Task requirements -
Write out the data in full, exactly as shown.

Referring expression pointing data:
+++

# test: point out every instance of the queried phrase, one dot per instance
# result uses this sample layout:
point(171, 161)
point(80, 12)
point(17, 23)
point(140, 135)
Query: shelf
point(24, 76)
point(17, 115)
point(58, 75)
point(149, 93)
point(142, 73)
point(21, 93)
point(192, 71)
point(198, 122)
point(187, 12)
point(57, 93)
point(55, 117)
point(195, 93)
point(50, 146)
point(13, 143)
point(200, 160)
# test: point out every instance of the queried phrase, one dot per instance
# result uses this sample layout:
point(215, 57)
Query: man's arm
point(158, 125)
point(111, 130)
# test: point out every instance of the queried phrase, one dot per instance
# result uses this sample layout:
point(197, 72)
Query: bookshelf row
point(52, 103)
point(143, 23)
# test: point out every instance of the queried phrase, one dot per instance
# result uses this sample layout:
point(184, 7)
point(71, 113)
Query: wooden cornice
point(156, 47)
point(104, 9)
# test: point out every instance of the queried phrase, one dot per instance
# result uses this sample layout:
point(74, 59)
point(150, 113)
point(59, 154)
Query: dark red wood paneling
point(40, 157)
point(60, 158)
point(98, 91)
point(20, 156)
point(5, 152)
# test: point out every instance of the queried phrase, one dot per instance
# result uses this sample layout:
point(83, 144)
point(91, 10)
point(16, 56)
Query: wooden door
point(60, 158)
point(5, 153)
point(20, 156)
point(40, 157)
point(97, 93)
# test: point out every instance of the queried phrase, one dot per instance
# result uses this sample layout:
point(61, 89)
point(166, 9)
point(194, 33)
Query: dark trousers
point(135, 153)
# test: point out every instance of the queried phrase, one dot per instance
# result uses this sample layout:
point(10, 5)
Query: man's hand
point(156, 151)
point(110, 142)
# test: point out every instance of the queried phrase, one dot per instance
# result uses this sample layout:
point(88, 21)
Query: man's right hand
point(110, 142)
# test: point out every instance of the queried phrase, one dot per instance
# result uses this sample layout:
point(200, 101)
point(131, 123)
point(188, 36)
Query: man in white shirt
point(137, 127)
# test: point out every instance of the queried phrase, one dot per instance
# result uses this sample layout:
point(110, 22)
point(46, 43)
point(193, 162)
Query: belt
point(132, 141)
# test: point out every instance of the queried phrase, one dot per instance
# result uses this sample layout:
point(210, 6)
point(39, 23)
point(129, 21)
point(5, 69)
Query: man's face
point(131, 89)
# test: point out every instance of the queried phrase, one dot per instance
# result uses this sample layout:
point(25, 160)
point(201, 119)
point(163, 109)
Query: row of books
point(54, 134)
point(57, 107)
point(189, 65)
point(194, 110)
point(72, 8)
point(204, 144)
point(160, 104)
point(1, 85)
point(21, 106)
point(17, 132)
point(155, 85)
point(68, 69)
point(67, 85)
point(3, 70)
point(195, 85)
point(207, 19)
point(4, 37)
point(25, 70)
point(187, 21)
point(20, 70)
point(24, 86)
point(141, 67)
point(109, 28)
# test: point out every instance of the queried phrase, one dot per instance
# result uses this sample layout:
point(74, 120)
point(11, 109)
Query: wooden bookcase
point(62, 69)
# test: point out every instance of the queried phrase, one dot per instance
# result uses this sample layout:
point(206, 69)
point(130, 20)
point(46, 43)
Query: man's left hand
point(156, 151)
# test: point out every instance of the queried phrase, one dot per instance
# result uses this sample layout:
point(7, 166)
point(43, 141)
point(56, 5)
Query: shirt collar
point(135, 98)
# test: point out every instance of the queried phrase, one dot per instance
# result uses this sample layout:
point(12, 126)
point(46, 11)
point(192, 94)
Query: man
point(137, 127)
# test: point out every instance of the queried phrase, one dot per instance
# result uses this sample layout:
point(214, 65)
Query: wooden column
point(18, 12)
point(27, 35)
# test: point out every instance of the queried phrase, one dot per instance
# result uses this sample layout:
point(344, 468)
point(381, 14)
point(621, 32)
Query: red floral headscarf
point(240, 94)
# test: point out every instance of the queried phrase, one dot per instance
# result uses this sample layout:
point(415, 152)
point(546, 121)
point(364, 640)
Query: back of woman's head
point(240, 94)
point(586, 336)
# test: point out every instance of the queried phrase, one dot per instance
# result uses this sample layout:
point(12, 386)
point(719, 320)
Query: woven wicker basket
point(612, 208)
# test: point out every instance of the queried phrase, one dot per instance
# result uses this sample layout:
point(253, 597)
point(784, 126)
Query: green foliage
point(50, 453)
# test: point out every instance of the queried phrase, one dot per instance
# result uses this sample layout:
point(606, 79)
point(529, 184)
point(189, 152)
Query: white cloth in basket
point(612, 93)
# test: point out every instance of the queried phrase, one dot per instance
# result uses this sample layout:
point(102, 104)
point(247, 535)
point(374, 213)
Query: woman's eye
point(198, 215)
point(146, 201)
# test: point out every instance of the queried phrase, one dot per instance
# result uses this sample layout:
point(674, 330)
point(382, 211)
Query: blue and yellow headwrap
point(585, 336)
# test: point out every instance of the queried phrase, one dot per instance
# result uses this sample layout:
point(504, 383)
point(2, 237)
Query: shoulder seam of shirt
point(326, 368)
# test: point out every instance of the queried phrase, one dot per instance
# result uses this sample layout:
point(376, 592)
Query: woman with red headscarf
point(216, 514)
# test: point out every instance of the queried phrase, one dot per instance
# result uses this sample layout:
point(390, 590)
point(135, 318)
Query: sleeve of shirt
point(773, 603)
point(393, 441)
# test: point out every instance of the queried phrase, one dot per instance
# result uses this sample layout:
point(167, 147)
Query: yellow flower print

+++

Response box -
# test: point out every instance of the queried phrase, one dot per instance
# result uses this sample layout:
point(171, 161)
point(80, 12)
point(17, 23)
point(140, 135)
Query: shelf
point(24, 76)
point(17, 115)
point(58, 75)
point(149, 93)
point(142, 73)
point(21, 93)
point(192, 71)
point(198, 122)
point(187, 12)
point(57, 93)
point(55, 117)
point(195, 93)
point(50, 146)
point(13, 143)
point(200, 160)
# test: point out every instance of the queried phrase, one dot per instance
# result uses this sample layout:
point(215, 57)
Query: man's arm
point(158, 125)
point(111, 130)
# test: point out every instance of the queried phrase, one dot per instance
# result uses this sample layout:
point(197, 72)
Query: bookshelf row
point(52, 103)
point(143, 23)
# test: point out every instance of the queried phrase, one dot per instance
# result uses this sample layout:
point(184, 7)
point(71, 113)
Query: wooden cornice
point(156, 47)
point(104, 9)
# test: point out every instance of the queried phrase, one dot per instance
# result uses this sample layout:
point(74, 59)
point(150, 113)
point(59, 154)
Query: dark red wood paneling
point(40, 157)
point(60, 158)
point(98, 91)
point(20, 156)
point(5, 152)
# test: point out every instance of the queried phrase, one dot per instance
# result uses this sample layout:
point(83, 144)
point(91, 10)
point(16, 56)
Query: wooden door
point(60, 158)
point(5, 153)
point(20, 156)
point(40, 157)
point(97, 93)
# test: point out every instance of the queried phrase, one dot per instance
# result uses this sample layout:
point(61, 89)
point(166, 9)
point(194, 33)
Query: dark trousers
point(135, 153)
# test: point out every instance of the queried phrase, one dot per instance
# result uses this sample layout:
point(10, 5)
Query: man's hand
point(156, 151)
point(110, 142)
# test: point out every instance of the queried phrase, one dot per instance
# result uses this sample layout:
point(88, 21)
Query: man's right hand
point(110, 142)
# test: point out every instance of the queried phrase, one dot per instance
# result uses this sample layout:
point(200, 101)
point(131, 123)
point(188, 36)
Query: man in white shirt
point(137, 127)
# test: point out every instance of the queried phrase, one dot per instance
# result uses this sample layout:
point(110, 22)
point(46, 43)
point(193, 162)
Query: belt
point(132, 141)
# test: point out every instance of the queried phrase, one dot per instance
# result uses this sample layout:
point(210, 6)
point(39, 23)
point(129, 21)
point(5, 69)
Query: man's face
point(131, 89)
# test: point out every instance of the queried phrase, one dot per instance
# result uses this sample layout:
point(25, 160)
point(201, 119)
point(163, 109)
Query: row of books
point(54, 134)
point(57, 107)
point(189, 65)
point(194, 110)
point(72, 8)
point(204, 144)
point(160, 104)
point(1, 85)
point(21, 106)
point(17, 132)
point(155, 85)
point(68, 69)
point(67, 85)
point(3, 70)
point(195, 85)
point(207, 19)
point(4, 37)
point(25, 70)
point(187, 21)
point(20, 70)
point(24, 86)
point(141, 67)
point(109, 28)
# test: point out every instance of the queried phrase, one dot per instance
# result uses this sample layout:
point(74, 120)
point(11, 109)
Query: wooden bookcase
point(62, 69)
# test: point out every instance of the queried phrase, one dot per instance
# result uses this sample layout:
point(206, 69)
point(130, 20)
point(46, 43)
Query: man's left hand
point(156, 151)
# test: point out every instance of the queried phrase, one dot per instance
# result uses this sample layout:
point(7, 166)
point(43, 141)
point(56, 5)
Query: shirt collar
point(135, 98)
# test: point out every instance of the queried phrase, one dot per instance
# result uses this sample layout:
point(12, 126)
point(46, 11)
point(192, 94)
Query: man
point(137, 127)
# test: point out every instance of the queried phrase, one dot per instance
# result uses this sample layout:
point(214, 65)
Query: wooden column
point(18, 12)
point(27, 35)
# test: point out every instance of the queried phrase, one dot per instance
# result uses this sample layout:
point(344, 468)
point(381, 14)
point(621, 32)
Query: red floral headscarf
point(240, 94)
# test: point out every instance of the queried phrase, one dot per instance
# result uses this sample layout:
point(415, 152)
point(546, 121)
point(364, 640)
Query: back of woman's head
point(240, 94)
point(586, 336)
# test: point out every instance of the queried phrase, one dot per instance
# result uses this sample layout:
point(12, 386)
point(719, 320)
Query: woven wicker basket
point(612, 208)
# test: point out every instance of the queried phrase, one dot per instance
# result uses this sample layout:
point(253, 597)
point(784, 126)
Query: green foliage
point(50, 453)
# test: point out every instance of the queried phrase, one dot per instance
# result uses this sample layout:
point(606, 79)
point(529, 184)
point(189, 152)
Query: white cloth in basket
point(612, 93)
# test: point out every instance of the queried phrase, one dot per instance
# result uses this sample layout:
point(102, 104)
point(247, 535)
point(374, 213)
Query: woman's eye
point(198, 215)
point(146, 201)
# test: point out every instance of the queried phrase, one dot per instance
# result uses this sample layout:
point(674, 330)
point(382, 211)
Query: blue and yellow headwrap
point(585, 336)
# test: point out every instance of the queried phrase, one dot per instance
# result uses this sample layout:
point(504, 383)
point(2, 237)
Query: shoulder seam of shirt
point(326, 368)
# test: point out every instance of the queried phrase, one dot per instance
# result uses this sample layout:
point(376, 592)
Query: woman with red headscarf
point(216, 514)
# test: point out every instance of the queried phrase, one dot per instance
# result uses this sample layout:
point(390, 590)
point(135, 318)
Query: sleeve of shirt
point(773, 603)
point(393, 441)
# test: point out every instance of the queried phrase, one dot per instance
# result uses this sample layout:
point(167, 147)
Query: yellow flower print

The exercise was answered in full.